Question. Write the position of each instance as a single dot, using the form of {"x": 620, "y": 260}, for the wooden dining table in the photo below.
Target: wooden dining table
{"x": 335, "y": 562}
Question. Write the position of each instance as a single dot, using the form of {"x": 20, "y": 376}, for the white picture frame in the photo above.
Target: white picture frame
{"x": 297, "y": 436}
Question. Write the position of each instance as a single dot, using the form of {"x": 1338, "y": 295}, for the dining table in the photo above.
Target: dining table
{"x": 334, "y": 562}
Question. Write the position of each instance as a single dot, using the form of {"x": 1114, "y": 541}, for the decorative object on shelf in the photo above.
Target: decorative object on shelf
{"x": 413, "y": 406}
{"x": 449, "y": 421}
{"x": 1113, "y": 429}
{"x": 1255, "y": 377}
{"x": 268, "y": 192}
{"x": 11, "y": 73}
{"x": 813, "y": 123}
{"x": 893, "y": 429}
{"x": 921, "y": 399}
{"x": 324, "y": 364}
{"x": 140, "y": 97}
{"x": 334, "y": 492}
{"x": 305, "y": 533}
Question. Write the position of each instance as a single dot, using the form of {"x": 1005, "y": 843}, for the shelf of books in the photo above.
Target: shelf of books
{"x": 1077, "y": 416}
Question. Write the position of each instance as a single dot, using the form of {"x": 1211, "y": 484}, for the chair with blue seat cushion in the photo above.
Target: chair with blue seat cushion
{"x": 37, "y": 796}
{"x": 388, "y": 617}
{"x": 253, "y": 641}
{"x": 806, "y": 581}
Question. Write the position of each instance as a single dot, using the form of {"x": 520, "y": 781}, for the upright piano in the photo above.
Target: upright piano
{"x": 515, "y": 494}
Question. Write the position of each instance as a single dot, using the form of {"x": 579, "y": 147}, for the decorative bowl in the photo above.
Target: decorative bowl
□ □ □ □ □
Exercise requirements:
All lines above that contain "each" are required in the answer.

Result of this exercise:
Question. Write the position of each instance as a single dot, using the form of {"x": 620, "y": 260}, for the wooden dining table in the photo below.
Question. Write the position of each instance as a single dot, using the form of {"x": 20, "y": 376}, for the white picture frame in the photo above.
Question. Write the position of each instance as a single dot, using the form of {"x": 1338, "y": 295}, for the dining table in the photo above.
Question. Write the position of each instance as a single dot, using the form of {"x": 1114, "y": 541}, for the decorative object on shelf in the photo above.
Question. Write the position of each instance as a single dot, using the form of {"x": 1005, "y": 843}, for the shelf of books in the photo above.
Question. Write the position of each instance as a single dot, using the form of {"x": 1211, "y": 484}, for the chair with blue seat cushion in the photo above.
Question. Write the position of each instance as a single dot, using the form of {"x": 520, "y": 781}, for the upright piano in the photo above.
Question. Write the position of each instance as a single dot, using the form of {"x": 579, "y": 147}, for the decorative bowl in the photo above.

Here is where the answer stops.